[Pointing dataset excerpts]
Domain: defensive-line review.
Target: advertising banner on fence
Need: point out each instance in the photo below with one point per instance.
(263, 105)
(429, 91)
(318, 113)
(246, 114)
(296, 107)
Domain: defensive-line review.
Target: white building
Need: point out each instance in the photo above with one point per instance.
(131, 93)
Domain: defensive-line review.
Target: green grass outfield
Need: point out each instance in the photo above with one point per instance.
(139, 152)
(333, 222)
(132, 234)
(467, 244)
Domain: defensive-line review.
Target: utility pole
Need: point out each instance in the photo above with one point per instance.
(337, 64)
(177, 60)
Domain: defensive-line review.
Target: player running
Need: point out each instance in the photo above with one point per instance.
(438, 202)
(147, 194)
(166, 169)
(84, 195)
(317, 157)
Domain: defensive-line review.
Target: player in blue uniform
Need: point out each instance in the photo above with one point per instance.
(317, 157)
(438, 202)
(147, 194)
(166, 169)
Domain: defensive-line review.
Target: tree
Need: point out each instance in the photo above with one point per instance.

**WHAT YOU NEED TO DO**
Format every line of the rows above as a numbered list, leaving out any blank lines.

**EXERCISE OUTPUT**
1. Domain: defensive-line review.
2. Target: advertising banner on fence
3. Need: point out each instance in the photo below with one point per instance.
4. (263, 105)
5. (429, 91)
6. (318, 113)
7. (246, 114)
8. (296, 107)
9. Domain: defensive-line review.
10. Target: white building
11. Need: point out each instance in the photo above with one point per instance.
12. (131, 93)
13. Domain: defensive-line review.
14. Target: green grass outfield
15. Need: point out each instance in the photo above with one point per instance.
16. (139, 152)
17. (333, 222)
18. (132, 234)
19. (467, 244)
20. Domain: defensive-line review.
21. Target: utility pole
22. Need: point out each instance in the photo above with one point per instance.
23. (337, 64)
24. (177, 60)
25. Domain: defensive-line review.
26. Target: player running
27. Need: point out each instance in the photo above with one point per instance.
28. (438, 202)
29. (147, 194)
30. (166, 169)
31. (84, 195)
32. (317, 157)
33. Domain: defensive-line review.
34. Target: player in blue uniform
35. Need: point out each instance in the photo above with one point per instance.
36. (317, 157)
37. (438, 202)
38. (147, 194)
39. (166, 169)
40. Domain: defensive-line review.
41. Target: tree
42. Need: point out each instance in the photo above with one point per instance.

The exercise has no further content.